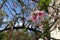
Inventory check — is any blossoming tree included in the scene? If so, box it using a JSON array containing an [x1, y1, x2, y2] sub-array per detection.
[[0, 0, 60, 40]]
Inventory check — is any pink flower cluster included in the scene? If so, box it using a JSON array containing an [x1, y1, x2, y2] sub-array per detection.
[[30, 10, 46, 22]]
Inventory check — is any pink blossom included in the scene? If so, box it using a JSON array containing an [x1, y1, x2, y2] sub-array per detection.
[[30, 14, 39, 22]]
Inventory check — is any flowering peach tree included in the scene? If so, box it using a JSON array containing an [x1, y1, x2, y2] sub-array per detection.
[[0, 0, 60, 40]]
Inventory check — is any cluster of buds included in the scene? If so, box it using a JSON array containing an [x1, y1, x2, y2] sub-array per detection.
[[30, 10, 48, 22]]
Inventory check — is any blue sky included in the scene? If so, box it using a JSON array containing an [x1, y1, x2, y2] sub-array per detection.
[[0, 0, 35, 29]]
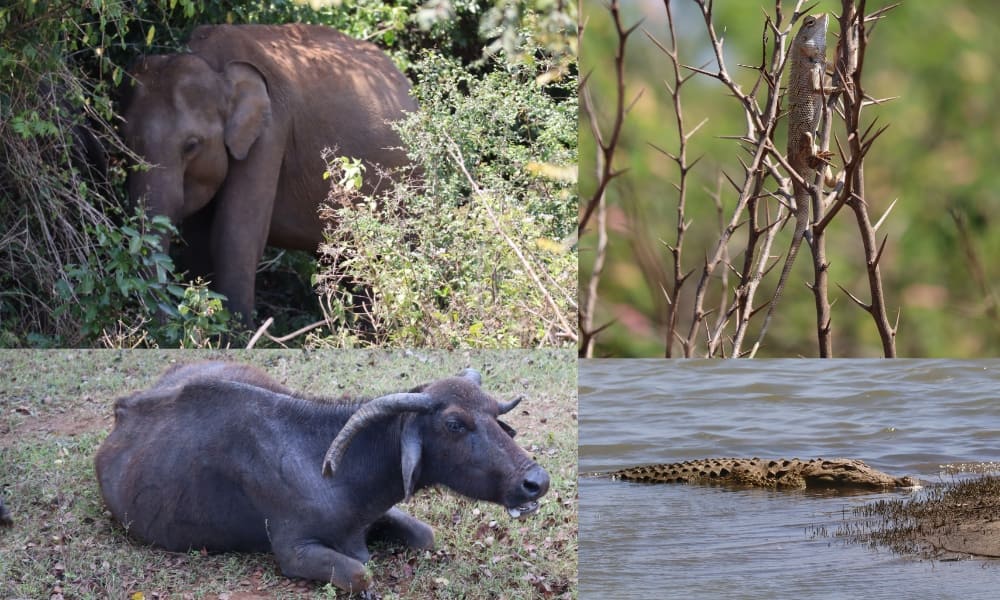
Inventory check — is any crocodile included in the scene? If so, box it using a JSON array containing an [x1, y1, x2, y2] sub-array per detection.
[[600, 457, 920, 490]]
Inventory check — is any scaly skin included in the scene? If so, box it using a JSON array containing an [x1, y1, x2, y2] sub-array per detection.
[[758, 14, 828, 346], [601, 458, 920, 490]]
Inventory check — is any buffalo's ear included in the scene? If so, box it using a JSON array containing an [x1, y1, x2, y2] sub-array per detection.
[[225, 61, 271, 160], [399, 414, 422, 500]]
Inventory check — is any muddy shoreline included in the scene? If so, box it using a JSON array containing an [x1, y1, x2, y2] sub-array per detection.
[[836, 475, 1000, 560]]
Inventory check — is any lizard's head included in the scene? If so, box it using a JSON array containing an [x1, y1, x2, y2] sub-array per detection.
[[792, 13, 828, 58]]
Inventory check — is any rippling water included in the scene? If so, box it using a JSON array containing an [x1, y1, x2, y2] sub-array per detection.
[[579, 360, 1000, 599]]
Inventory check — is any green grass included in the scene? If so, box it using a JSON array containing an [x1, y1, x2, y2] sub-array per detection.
[[0, 350, 577, 599]]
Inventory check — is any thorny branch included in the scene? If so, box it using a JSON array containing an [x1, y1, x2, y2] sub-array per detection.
[[580, 0, 895, 357]]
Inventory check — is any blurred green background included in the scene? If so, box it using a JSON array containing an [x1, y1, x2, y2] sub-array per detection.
[[580, 0, 1000, 358]]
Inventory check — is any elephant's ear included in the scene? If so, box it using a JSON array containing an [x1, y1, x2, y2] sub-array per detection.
[[225, 61, 271, 160]]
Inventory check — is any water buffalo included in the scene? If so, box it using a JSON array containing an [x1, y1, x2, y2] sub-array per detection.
[[95, 362, 549, 591]]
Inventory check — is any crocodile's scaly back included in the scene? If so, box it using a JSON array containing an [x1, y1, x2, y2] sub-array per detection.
[[605, 458, 919, 489]]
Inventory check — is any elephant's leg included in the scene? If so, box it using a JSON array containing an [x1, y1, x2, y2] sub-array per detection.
[[177, 204, 215, 281], [272, 540, 371, 592], [368, 508, 434, 550], [211, 128, 285, 325]]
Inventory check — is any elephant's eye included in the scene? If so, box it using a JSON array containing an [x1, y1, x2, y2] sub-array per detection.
[[181, 137, 201, 156], [444, 419, 466, 433]]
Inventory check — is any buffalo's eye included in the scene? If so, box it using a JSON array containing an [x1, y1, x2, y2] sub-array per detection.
[[181, 136, 201, 156], [497, 420, 517, 437]]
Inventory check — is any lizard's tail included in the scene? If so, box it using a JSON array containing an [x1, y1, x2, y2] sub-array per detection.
[[749, 194, 809, 357]]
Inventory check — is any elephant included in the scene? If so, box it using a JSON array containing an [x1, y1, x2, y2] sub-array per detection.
[[123, 24, 417, 325]]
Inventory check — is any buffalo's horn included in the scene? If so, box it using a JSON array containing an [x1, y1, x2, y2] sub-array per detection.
[[323, 392, 434, 476], [459, 369, 483, 385], [497, 394, 524, 415]]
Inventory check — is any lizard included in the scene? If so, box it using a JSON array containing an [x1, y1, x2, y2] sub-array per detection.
[[757, 14, 831, 340]]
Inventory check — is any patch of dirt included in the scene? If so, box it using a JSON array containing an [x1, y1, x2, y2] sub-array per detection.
[[0, 407, 108, 448]]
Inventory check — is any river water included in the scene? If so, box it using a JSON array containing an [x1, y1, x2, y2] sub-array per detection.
[[579, 360, 1000, 599]]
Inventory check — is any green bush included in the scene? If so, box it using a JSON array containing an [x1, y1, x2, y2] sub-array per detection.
[[55, 211, 230, 347], [314, 47, 577, 347]]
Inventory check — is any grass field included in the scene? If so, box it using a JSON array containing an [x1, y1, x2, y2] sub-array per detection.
[[0, 350, 577, 600]]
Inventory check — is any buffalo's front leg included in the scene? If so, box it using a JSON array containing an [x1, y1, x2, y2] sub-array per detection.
[[368, 508, 434, 550], [272, 541, 371, 592]]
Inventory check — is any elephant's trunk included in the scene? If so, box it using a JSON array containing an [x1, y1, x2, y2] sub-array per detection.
[[127, 166, 184, 276]]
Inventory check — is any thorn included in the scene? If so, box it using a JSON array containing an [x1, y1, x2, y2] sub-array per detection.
[[837, 283, 872, 313], [872, 235, 889, 267], [872, 198, 899, 231]]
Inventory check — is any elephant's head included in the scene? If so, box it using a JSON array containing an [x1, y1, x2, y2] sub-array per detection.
[[123, 54, 271, 251]]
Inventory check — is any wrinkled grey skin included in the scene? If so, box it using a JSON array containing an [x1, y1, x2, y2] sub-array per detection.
[[123, 24, 416, 324], [95, 362, 549, 591]]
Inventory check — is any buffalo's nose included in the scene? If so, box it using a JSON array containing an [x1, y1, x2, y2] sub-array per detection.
[[521, 465, 549, 500]]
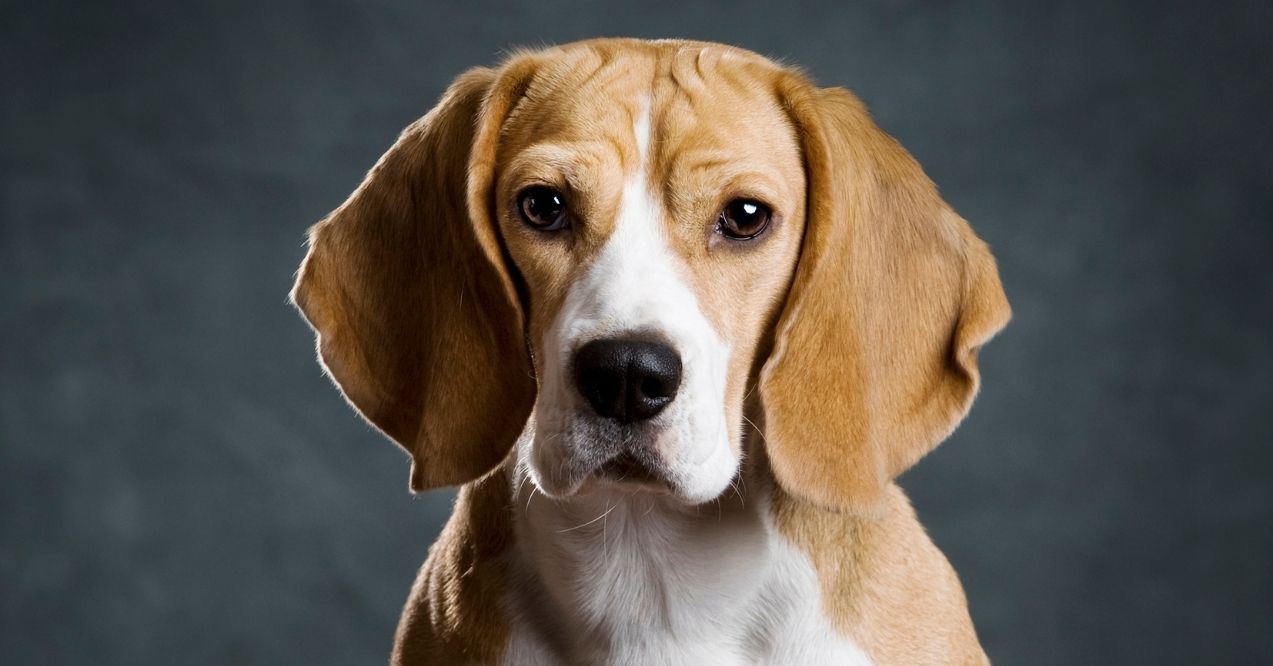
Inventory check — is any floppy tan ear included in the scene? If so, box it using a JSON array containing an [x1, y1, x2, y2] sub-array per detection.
[[760, 76, 1009, 512], [292, 67, 535, 490]]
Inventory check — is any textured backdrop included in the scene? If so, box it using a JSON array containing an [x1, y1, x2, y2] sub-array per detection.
[[0, 0, 1273, 665]]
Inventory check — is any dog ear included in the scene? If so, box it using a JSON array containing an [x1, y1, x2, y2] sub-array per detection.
[[760, 76, 1009, 512], [292, 66, 536, 490]]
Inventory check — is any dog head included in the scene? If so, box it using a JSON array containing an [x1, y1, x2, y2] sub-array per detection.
[[293, 39, 1008, 517]]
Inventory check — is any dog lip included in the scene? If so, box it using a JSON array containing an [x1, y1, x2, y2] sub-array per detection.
[[596, 451, 668, 488]]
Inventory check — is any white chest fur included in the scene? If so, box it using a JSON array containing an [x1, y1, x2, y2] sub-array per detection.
[[505, 463, 869, 665]]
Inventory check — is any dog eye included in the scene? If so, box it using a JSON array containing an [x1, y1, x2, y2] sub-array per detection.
[[717, 199, 773, 241], [517, 186, 568, 232]]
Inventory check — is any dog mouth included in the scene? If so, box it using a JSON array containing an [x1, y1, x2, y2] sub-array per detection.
[[596, 451, 667, 488]]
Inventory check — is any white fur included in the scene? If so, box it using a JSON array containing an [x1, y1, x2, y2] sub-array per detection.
[[528, 96, 738, 502], [504, 450, 869, 666], [504, 100, 869, 666]]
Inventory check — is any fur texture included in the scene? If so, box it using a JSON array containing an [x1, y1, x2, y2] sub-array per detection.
[[293, 39, 1009, 665]]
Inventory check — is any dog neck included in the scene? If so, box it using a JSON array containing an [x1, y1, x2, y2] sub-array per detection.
[[509, 440, 861, 663]]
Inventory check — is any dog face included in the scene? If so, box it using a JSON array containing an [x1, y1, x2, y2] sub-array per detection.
[[494, 50, 805, 502], [293, 39, 1008, 511]]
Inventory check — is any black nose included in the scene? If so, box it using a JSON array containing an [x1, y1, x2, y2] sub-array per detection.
[[574, 340, 681, 423]]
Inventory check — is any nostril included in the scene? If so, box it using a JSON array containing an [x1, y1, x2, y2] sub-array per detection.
[[574, 339, 681, 423], [640, 377, 671, 397]]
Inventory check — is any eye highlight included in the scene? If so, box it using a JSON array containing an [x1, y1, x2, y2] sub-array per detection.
[[517, 185, 569, 232], [717, 199, 774, 241]]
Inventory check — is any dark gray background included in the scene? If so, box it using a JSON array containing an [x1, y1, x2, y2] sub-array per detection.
[[0, 0, 1273, 665]]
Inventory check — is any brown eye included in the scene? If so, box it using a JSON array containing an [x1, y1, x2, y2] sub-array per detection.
[[717, 199, 773, 241], [517, 186, 568, 232]]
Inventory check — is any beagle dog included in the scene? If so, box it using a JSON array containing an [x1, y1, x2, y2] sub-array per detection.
[[292, 39, 1009, 665]]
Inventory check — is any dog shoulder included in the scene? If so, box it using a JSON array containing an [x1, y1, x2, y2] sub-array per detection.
[[773, 484, 989, 665]]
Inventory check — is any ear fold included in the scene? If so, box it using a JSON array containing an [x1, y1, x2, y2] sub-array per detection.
[[292, 69, 535, 490], [760, 78, 1009, 512]]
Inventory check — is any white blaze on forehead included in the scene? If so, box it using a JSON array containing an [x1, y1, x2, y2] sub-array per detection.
[[535, 92, 737, 500]]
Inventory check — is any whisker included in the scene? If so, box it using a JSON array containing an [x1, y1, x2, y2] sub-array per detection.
[[558, 502, 619, 540]]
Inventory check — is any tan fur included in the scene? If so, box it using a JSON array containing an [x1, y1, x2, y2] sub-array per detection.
[[294, 39, 1008, 663], [495, 39, 805, 455], [392, 469, 513, 663], [293, 69, 535, 490], [760, 76, 1009, 512]]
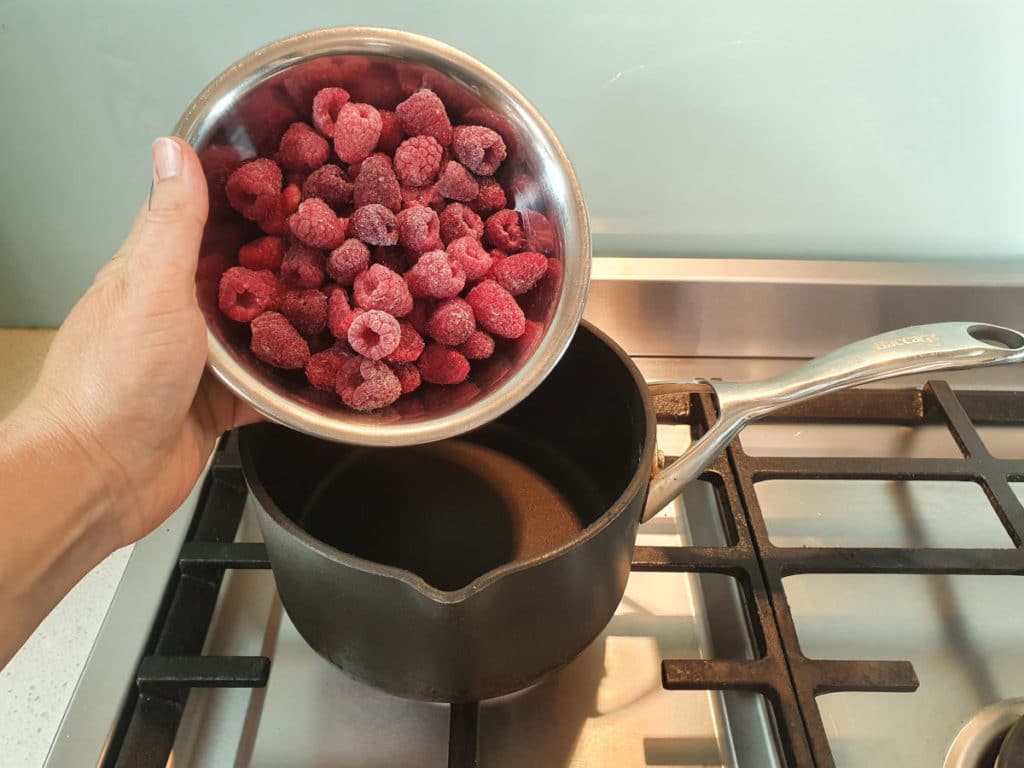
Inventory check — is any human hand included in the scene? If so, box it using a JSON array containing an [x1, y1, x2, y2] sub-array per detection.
[[26, 138, 257, 545]]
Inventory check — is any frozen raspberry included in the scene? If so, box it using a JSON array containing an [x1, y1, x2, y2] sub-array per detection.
[[259, 184, 302, 236], [391, 362, 420, 394], [406, 251, 466, 299], [352, 154, 401, 213], [337, 357, 401, 411], [459, 331, 495, 360], [278, 123, 331, 173], [452, 125, 505, 176], [327, 238, 370, 286], [327, 288, 364, 340], [224, 158, 284, 221], [313, 88, 348, 138], [306, 349, 348, 392], [444, 234, 492, 280], [387, 321, 424, 362], [401, 185, 444, 211], [522, 210, 555, 254], [406, 299, 433, 336], [483, 208, 526, 253], [494, 251, 548, 296], [334, 101, 383, 163], [394, 136, 444, 186], [370, 246, 412, 274], [352, 264, 413, 317], [288, 198, 345, 250], [466, 280, 526, 339], [281, 288, 327, 336], [416, 344, 469, 384], [281, 243, 324, 288], [217, 266, 281, 323], [199, 144, 242, 217], [348, 203, 398, 246], [394, 88, 452, 146], [239, 238, 285, 271], [437, 160, 480, 203], [348, 309, 401, 360], [427, 298, 476, 347], [249, 312, 309, 369], [397, 206, 441, 253], [302, 165, 352, 209], [469, 176, 508, 218], [440, 203, 483, 245], [377, 110, 406, 155]]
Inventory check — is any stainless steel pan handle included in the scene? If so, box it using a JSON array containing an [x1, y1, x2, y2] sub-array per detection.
[[643, 323, 1024, 521]]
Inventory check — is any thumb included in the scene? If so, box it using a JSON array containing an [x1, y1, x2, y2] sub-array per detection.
[[130, 137, 208, 293]]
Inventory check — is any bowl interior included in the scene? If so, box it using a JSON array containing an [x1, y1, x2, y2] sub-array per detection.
[[182, 31, 590, 444]]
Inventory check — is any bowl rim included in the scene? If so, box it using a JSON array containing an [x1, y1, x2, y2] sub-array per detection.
[[174, 27, 591, 446]]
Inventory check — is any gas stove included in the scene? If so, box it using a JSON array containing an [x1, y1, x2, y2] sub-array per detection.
[[46, 259, 1024, 768]]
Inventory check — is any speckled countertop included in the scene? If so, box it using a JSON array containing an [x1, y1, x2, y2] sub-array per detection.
[[0, 329, 131, 768]]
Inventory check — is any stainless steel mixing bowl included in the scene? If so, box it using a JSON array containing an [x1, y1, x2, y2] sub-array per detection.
[[175, 27, 590, 445]]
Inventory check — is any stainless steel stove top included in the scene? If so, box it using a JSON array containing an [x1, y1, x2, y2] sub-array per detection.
[[39, 262, 1024, 768]]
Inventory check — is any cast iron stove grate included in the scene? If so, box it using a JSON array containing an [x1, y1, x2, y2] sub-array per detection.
[[102, 382, 1024, 768]]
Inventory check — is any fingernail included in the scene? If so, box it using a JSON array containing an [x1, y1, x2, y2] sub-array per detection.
[[153, 138, 181, 181]]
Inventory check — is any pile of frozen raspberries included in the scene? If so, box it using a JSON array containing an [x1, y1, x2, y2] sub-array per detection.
[[211, 87, 555, 411]]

━━━━━━━━━━

Challenge
Convert the entries from the line containing "Inventory check — is any dog face" through the line containing "[[494, 50, 805, 502], [293, 39, 1008, 511]]" into a JSON list of strings, one string per line.

Final result
[
  "Inventory check — is any dog face included in the scene? If so, box it using a JSON array containing an [x1, y1, x2, y2] sub-array per detection.",
  "[[494, 50, 805, 502], [293, 39, 1008, 511]]"
]